**PROBLEM TO WORK ON**
Under this line are the records; write out word for word the part that begins at the line containing "as in [798,522]." and ends at the line containing "The function MUST return, for every instance of the curved", and no more.

**RECORDED INFORMATION**
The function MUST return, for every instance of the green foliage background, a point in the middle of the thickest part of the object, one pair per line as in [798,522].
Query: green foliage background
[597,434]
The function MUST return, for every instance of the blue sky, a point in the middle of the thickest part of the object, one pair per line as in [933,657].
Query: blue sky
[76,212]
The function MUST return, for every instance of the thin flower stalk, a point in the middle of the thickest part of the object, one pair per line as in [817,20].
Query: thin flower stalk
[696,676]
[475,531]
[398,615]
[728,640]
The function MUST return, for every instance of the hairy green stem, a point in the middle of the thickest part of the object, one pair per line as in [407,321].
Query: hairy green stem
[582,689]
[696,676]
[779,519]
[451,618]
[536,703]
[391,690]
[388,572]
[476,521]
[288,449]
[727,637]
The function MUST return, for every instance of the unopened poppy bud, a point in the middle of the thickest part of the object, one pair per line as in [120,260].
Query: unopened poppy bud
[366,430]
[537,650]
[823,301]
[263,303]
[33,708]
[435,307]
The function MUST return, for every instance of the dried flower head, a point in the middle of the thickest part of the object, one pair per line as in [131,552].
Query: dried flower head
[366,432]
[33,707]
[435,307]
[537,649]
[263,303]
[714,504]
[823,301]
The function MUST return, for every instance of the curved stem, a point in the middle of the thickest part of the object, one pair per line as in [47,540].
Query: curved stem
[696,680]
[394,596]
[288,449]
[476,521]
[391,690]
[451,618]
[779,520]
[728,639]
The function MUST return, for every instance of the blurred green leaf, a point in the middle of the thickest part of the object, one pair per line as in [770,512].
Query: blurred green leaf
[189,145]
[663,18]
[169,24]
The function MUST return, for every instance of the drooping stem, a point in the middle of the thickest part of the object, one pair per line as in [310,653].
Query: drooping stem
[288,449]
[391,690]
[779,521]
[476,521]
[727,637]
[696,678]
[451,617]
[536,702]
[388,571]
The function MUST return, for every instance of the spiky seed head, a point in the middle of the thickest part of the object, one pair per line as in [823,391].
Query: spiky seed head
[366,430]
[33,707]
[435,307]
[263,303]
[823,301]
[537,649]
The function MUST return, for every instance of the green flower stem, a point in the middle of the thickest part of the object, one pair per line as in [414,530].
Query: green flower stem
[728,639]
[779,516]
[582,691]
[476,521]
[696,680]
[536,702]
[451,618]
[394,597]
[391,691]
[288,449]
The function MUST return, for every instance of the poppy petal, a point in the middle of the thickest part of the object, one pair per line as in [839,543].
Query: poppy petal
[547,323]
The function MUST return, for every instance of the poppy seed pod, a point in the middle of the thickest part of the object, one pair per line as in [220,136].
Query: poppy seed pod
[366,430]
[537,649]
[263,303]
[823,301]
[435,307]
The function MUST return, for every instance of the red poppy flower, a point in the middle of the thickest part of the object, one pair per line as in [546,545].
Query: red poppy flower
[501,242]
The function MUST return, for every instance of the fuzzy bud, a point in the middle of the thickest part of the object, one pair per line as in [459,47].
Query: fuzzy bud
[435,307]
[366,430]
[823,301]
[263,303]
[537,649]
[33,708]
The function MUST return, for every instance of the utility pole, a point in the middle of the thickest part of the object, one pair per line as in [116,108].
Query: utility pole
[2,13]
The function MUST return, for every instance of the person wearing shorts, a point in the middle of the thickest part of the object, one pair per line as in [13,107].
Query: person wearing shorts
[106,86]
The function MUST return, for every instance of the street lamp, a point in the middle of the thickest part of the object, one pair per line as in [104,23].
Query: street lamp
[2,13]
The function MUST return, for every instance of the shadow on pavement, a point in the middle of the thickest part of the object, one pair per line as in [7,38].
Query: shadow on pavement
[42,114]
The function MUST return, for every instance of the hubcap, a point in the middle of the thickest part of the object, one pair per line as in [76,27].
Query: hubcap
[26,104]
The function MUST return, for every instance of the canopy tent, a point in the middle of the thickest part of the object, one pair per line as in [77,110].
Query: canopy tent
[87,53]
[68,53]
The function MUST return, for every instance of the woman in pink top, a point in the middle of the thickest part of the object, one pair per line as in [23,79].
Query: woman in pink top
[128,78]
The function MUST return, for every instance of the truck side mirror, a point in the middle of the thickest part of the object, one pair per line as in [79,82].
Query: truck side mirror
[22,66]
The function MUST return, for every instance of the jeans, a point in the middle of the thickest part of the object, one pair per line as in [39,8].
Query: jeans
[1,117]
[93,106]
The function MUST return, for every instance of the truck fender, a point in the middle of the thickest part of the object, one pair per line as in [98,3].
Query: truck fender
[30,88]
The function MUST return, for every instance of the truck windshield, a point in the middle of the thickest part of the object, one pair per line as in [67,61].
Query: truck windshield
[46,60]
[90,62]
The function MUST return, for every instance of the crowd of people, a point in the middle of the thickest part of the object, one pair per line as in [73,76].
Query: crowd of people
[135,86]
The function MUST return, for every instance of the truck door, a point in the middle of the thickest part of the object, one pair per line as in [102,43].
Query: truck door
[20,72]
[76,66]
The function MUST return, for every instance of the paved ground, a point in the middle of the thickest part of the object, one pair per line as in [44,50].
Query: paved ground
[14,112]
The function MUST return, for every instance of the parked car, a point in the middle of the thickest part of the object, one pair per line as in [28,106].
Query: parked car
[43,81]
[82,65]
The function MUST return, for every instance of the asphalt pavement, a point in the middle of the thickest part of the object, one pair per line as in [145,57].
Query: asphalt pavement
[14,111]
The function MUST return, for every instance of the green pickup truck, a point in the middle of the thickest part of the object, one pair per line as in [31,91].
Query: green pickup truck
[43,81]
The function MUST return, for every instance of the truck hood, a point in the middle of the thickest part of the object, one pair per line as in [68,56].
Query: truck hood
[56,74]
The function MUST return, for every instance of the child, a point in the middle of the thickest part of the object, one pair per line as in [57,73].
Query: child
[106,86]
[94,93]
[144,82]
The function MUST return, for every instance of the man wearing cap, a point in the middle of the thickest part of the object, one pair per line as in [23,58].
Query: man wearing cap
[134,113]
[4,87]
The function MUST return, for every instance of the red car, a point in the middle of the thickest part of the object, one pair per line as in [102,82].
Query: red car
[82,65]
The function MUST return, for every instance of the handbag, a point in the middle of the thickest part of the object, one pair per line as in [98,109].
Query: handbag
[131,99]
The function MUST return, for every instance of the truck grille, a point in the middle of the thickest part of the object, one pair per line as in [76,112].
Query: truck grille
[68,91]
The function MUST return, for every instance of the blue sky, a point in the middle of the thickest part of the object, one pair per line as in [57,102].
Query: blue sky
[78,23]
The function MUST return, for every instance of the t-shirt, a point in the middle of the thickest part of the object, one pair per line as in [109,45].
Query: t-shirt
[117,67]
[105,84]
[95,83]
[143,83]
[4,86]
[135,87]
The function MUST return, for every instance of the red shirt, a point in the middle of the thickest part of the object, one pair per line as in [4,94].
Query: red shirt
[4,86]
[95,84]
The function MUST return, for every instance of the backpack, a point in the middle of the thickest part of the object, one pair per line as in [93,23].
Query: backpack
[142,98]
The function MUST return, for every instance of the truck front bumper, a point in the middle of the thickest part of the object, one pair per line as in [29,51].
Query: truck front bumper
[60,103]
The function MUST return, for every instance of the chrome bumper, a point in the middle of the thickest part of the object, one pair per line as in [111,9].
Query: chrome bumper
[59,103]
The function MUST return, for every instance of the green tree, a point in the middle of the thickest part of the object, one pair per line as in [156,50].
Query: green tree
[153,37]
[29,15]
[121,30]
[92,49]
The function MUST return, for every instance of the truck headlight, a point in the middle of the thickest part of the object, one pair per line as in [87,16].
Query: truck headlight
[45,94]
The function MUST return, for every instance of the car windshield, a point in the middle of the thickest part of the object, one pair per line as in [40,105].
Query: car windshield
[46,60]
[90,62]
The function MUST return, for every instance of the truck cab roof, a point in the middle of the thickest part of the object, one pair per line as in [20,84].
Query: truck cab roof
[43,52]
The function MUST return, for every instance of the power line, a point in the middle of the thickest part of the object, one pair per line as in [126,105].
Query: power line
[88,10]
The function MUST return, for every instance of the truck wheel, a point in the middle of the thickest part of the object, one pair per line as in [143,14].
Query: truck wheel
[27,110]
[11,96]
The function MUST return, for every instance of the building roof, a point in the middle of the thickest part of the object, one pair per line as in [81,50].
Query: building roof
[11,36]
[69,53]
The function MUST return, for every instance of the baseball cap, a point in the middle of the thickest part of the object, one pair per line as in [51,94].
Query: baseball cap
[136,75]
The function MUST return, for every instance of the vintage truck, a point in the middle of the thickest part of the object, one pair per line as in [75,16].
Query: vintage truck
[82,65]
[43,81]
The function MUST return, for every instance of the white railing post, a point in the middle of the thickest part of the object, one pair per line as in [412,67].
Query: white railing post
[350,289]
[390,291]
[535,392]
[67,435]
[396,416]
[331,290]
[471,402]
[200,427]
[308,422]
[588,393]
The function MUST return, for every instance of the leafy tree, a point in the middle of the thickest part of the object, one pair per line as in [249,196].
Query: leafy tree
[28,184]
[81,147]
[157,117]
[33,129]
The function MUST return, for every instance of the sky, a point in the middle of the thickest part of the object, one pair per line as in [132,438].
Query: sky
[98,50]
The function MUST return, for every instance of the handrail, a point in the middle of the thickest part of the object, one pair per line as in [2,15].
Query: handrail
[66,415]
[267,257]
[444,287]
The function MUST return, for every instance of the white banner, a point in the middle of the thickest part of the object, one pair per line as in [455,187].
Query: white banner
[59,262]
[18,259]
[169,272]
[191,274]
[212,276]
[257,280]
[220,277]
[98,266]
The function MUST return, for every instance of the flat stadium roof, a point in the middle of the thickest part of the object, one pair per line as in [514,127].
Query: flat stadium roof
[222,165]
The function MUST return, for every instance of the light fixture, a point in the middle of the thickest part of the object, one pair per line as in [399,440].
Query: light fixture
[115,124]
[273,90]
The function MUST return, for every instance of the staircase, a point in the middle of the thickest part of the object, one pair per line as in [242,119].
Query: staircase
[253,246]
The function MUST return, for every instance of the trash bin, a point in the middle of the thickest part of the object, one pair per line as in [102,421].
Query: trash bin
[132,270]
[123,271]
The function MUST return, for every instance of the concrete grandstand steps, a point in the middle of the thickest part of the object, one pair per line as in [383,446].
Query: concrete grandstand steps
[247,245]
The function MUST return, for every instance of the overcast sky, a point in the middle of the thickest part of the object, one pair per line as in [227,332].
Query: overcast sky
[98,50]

==

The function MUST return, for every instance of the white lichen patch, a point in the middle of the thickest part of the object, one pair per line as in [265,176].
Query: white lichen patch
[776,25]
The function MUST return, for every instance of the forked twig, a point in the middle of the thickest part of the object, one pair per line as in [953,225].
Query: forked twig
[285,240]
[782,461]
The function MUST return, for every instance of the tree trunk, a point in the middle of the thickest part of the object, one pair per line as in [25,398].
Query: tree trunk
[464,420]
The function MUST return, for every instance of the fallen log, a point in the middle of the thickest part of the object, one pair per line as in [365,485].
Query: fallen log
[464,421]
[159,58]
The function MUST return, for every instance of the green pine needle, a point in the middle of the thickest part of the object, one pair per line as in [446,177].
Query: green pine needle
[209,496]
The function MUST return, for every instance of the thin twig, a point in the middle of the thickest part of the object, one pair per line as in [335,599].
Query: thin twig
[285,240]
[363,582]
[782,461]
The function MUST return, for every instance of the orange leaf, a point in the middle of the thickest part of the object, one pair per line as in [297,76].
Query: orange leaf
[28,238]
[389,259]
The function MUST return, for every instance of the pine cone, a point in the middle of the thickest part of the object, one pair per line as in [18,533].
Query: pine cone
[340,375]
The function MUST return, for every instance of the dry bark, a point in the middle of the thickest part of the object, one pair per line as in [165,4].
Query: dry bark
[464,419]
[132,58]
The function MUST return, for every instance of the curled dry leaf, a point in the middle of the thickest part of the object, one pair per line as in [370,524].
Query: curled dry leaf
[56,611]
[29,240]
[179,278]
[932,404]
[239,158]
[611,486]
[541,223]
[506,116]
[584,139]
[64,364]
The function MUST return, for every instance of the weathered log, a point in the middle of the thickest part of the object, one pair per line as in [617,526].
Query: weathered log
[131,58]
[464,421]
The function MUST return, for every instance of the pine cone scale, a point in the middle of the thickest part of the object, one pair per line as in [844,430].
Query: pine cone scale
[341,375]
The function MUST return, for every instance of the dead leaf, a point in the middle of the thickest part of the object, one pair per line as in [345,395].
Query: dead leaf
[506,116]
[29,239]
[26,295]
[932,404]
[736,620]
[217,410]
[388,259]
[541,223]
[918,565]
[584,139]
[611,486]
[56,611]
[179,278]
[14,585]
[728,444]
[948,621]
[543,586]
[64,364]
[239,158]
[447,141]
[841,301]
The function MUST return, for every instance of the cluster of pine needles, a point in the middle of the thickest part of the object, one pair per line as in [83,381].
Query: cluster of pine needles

**YOUR RESPONSE**
The function MUST return, for every instance of the green foliage background, a point in the middle of the thickest part of the object, one pair per line as in [798,522].
Query: green foliage background
[597,434]
The function MUST return, for every instance of the blue sky, a point in the middle of the thickest part of the object, one pair per line as in [933,657].
Query: blue sky
[76,212]
The function MUST return, for every instance of the thin flower stalk, a point in the middle of the thickest part of the object, one pair per line as in [817,20].
Query: thin flower stalk
[696,676]
[475,531]
[398,615]
[728,640]
The function MUST return, for every instance of the hairy green stem, a point in the middle of the thickest part of the object, one pair per line as in [407,321].
Query: hairy green stem
[582,689]
[696,676]
[779,519]
[451,618]
[536,703]
[391,690]
[388,572]
[476,521]
[288,449]
[727,637]
The function MUST return, for every instance of the unopened poppy bud, a point in the middle of the thickest part of the object, one pair per line as in [120,260].
Query: unopened poppy bud
[366,430]
[537,650]
[823,301]
[263,303]
[33,708]
[435,307]
The function MUST return, for every instance of the dried flower head, a point in the middle of the thickest part of the object, one pair per line as in [131,552].
Query: dried flower head
[366,432]
[33,707]
[435,307]
[537,649]
[263,303]
[714,504]
[823,301]
The function MUST return, for every instance of the curved stem, a point in the middle of the thickest part of the object, one pair per line as in [47,540].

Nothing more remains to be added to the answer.